Problem to solve:
Only the lines from the one containing "the dark ponytail" through the end of the material are to be echoed, each exactly as it appears.

Records for the exercise:
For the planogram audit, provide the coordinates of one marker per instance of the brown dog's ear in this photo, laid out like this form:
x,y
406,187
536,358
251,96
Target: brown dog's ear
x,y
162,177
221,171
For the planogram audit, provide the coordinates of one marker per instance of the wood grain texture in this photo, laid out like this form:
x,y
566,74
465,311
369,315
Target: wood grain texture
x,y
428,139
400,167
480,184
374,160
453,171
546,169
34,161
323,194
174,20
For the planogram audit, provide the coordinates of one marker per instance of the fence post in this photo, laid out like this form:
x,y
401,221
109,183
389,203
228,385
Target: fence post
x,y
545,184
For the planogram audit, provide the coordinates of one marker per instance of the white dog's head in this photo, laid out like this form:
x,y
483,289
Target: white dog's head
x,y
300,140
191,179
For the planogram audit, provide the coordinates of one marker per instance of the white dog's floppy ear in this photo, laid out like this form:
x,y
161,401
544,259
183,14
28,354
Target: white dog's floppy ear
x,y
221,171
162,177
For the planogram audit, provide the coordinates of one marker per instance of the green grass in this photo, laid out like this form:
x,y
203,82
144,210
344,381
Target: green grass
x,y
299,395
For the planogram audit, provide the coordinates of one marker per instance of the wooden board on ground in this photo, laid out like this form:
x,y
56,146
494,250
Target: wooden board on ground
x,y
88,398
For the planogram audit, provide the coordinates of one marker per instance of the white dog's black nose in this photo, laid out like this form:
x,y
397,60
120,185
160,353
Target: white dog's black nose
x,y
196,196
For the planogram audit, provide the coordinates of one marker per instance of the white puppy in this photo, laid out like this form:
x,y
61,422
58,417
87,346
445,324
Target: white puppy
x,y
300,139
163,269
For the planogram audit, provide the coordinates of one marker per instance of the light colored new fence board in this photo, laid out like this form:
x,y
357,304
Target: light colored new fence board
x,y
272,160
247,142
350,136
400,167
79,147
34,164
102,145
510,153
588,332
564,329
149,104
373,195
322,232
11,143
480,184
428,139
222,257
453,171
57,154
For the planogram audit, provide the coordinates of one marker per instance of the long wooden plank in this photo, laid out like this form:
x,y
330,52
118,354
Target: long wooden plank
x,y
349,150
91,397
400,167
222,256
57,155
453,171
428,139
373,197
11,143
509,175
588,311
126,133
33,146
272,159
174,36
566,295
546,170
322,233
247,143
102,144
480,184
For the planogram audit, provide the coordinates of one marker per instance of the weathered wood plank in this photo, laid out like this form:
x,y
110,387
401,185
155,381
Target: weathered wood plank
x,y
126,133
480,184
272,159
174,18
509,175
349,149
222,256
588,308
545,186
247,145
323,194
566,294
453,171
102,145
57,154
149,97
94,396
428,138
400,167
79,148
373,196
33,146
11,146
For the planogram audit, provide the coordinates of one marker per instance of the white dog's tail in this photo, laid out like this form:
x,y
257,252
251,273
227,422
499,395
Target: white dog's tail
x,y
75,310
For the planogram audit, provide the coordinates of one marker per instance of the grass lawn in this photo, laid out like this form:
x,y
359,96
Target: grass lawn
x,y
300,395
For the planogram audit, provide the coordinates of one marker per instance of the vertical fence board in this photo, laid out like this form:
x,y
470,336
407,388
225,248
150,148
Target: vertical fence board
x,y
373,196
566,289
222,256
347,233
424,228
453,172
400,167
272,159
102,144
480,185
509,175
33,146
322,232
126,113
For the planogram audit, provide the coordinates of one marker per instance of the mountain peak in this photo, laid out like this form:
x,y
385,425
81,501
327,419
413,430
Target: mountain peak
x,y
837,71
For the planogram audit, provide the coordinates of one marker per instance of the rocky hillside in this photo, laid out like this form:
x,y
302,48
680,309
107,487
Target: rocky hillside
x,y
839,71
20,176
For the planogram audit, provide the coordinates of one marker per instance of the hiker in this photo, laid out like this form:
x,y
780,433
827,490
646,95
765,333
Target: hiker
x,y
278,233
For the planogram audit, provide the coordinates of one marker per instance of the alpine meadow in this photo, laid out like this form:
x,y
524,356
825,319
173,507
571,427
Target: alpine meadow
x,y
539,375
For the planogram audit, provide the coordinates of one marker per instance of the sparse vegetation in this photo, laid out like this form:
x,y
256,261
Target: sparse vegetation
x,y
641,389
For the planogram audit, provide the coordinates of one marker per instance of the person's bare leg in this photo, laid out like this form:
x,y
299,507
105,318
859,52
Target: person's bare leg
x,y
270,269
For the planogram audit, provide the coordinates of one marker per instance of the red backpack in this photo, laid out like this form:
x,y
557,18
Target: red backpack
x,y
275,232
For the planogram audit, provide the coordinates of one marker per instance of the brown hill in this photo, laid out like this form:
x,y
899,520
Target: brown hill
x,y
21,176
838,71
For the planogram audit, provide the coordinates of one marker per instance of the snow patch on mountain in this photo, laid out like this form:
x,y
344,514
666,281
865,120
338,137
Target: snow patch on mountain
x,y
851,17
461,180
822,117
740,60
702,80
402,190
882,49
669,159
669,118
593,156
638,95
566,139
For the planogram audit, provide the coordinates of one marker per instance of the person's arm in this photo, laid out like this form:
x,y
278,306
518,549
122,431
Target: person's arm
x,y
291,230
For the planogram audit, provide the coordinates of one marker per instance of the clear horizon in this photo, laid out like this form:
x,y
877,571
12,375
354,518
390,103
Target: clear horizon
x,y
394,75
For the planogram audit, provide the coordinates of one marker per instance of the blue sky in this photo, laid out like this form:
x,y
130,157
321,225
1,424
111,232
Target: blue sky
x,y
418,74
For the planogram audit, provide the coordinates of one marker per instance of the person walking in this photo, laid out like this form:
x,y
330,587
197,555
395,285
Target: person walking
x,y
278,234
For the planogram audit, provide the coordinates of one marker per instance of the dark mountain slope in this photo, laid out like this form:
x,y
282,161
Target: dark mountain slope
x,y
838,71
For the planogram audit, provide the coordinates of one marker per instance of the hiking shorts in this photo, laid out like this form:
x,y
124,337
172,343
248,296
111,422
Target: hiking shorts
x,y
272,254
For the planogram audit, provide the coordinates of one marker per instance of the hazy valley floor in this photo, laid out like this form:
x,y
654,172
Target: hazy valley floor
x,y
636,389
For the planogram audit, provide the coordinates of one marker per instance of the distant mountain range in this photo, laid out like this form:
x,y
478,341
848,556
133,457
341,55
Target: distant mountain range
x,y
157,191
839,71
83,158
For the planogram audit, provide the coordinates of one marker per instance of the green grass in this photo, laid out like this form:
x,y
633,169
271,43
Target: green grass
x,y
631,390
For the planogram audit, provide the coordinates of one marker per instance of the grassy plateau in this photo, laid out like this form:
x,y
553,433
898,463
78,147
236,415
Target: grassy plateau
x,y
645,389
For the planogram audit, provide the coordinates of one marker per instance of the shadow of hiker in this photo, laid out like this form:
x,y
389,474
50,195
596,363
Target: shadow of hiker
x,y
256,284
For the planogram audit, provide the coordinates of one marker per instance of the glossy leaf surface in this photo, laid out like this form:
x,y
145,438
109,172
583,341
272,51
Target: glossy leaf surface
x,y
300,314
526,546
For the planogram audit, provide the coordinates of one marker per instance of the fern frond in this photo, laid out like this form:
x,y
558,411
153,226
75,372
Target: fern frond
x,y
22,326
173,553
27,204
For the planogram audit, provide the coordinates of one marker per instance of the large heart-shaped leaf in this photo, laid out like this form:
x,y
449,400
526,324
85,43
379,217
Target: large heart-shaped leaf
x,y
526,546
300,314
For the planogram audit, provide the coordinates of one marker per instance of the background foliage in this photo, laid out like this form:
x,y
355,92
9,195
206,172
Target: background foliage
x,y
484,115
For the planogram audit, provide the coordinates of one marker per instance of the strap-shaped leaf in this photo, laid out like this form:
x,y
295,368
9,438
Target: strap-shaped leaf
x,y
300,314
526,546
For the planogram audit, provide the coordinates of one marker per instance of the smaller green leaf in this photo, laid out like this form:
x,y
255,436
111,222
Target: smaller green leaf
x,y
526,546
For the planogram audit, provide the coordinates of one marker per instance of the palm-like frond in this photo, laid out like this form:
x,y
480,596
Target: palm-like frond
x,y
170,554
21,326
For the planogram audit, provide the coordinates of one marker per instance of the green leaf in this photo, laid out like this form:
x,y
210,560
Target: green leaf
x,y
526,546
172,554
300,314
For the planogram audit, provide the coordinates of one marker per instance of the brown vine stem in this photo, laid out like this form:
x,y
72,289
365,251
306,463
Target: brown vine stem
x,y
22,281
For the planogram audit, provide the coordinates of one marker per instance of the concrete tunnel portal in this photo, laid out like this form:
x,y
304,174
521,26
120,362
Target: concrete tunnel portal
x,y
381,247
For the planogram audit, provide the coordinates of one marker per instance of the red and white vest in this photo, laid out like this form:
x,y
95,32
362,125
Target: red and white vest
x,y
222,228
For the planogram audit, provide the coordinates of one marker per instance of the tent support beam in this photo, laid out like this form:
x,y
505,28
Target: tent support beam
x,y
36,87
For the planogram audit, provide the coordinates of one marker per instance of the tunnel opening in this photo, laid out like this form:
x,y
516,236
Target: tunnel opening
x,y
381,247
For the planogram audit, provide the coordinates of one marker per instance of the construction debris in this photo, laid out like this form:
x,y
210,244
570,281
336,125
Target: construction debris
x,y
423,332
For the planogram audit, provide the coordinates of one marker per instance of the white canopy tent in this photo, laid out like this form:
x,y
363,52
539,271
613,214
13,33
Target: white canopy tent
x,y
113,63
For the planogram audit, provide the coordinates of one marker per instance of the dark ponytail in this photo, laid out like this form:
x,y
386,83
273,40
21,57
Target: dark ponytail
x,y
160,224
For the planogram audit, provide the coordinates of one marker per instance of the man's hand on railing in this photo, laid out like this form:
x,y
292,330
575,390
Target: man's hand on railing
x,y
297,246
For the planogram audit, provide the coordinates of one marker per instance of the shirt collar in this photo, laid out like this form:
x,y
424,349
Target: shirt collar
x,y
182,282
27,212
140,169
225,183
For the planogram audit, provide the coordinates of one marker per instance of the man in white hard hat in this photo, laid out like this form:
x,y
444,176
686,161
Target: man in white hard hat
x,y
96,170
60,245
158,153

Solution to the exercise:
For the planogram audit, provide the coordinates of one marker per instance of the dark ponytail in this photo, laid out like this form:
x,y
386,83
273,40
21,57
Target: dark ponytail
x,y
160,224
For the planogram audit, provide the coordinates of one marker per instance of the man's hand on railing in this photo, laid out like this form:
x,y
292,330
575,390
Target: man's hand on railing
x,y
297,246
For the planogram audit, provide the coordinates of one marker per instance of the shirt collar in this photo, laid out like this form:
x,y
424,349
Target: shirt collar
x,y
182,282
27,212
140,169
225,183
For the planogram audit, provide the coordinates of one marker per instance of the man in white hard hat in this photo, laid out like this form:
x,y
444,176
686,161
Target: man in white hard hat
x,y
96,170
60,245
158,153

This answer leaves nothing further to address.